▶ **To do**:
- 1) Answer these questions from the article on medial tibial stress syndrome:
(a) What other name does it give for the condition?
(b) In the one-leg hop test, how many times can a patient with the condition hop on the affected leg?
(c) About how sensitive is CT, according to the article?
- 2) List every finding that the last paragraph of the article on medial tibial stress syndrome says may be shown.
- 3) Quote the article on medial tibial stress syndrome from "Medial tibial stress syndrome (MTSS), also" up to and including "risk stress fracture.".

▶ **Extract provided**:
= = = =

Medial tibial stress syndrome

Medial tibial stress syndrome (MTSS), also known as shin splints, describes a spectrum of stress injury that occurs at the medial tibia. This term is often used to indicate any type of tibial stress injury or the earlier manifestations of a tibial stress lesion before a fracture component can be identified 1. It is considered a low risk stress fracture.

Typically occurs in athletes (e.g. runners/jumpers) and is characterized by localized pain that occurs during exercise at the medial surface of the distal two-thirds of the tibial shaft.

A "one-leg hop test" is a functional test, that can be used to distinguish between MTSS and a stress fracture: a patient with MTSS can hop at least 10 times on the affected leg where a patient with a stress fracture cannot hop without severe pain 2.

CT is not particularly sensitive (~40%) 3. It may reveal mild osteopenia as an early sign of fatigue damage of cortical bone in tibial diaphysis 3,4.

May show focal hyperechoic elevation of the periosteum with irregularity over the distal tibia and increased flow on Doppler interrogation.

= = = =

▶ **Extracted data**:
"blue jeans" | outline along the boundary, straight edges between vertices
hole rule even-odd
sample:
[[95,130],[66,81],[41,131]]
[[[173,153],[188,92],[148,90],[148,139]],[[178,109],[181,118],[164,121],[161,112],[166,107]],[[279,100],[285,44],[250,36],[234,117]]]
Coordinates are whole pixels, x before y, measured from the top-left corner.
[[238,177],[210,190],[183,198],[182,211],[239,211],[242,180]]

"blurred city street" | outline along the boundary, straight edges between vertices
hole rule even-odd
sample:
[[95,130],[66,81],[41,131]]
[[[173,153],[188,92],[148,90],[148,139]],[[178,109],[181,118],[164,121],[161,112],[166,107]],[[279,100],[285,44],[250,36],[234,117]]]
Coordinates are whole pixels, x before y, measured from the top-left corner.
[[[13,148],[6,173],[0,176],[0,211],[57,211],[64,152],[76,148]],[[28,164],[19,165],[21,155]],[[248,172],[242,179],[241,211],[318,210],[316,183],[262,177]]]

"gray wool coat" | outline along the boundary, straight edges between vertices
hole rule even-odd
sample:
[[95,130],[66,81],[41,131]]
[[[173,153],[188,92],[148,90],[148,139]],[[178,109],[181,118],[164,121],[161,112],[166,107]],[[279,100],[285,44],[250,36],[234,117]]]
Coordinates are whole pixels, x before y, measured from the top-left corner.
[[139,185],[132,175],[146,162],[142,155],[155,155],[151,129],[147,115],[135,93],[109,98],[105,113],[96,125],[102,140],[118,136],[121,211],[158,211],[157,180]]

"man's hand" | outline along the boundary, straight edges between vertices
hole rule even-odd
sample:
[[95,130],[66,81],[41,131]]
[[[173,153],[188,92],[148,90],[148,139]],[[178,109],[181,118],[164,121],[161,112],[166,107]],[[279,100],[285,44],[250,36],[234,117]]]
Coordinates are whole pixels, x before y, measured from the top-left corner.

= = = =

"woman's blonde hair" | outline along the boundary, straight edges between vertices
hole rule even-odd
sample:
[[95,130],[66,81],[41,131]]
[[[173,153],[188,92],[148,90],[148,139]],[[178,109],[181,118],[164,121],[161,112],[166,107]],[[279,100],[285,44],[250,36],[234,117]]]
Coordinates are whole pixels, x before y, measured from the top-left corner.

= = = =

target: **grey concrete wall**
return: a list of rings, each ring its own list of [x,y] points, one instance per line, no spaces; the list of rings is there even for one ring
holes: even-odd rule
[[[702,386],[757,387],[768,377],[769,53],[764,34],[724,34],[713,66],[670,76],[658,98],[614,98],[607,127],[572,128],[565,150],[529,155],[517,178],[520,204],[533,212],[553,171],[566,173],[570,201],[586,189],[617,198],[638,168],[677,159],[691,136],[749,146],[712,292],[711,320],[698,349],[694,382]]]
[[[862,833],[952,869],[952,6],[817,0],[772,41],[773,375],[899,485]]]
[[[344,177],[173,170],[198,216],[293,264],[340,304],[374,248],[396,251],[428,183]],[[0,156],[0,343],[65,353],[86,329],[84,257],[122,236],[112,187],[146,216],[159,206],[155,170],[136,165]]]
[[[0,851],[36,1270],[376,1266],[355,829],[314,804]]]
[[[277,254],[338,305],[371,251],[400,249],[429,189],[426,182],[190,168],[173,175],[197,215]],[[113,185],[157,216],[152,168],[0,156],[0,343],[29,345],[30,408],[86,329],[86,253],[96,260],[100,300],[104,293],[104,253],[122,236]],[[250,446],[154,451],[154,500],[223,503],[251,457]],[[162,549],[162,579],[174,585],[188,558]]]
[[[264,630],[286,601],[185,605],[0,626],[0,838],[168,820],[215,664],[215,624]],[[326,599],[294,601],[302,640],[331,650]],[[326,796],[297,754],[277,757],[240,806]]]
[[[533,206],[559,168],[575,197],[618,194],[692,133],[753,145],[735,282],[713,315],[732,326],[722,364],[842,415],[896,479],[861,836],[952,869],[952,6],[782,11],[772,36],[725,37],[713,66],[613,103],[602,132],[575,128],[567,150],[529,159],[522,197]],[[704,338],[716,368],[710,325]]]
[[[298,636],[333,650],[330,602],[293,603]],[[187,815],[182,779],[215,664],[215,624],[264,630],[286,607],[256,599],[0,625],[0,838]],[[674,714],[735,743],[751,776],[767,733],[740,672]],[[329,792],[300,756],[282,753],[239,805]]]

= = = =

▶ **Answers given**:
- 1)
(a) Shin splints.
(b) At least 10 times.
(c) About 40%.

- 2)
- Focal hyperechoic elevation of the periosteum
- Irregularity over the distal tibia
- Increased flow on Doppler interrogation

- 3)
Medial tibial stress syndrome (MTSS), also known as shin splints, describes a spectrum of stress injury that occurs at the medial tibia. This term is often used to indicate any type of tibial stress injury or the earlier manifestations of a tibial stress lesion before a fracture component can be identified 1. It is considered a low risk stress fracture.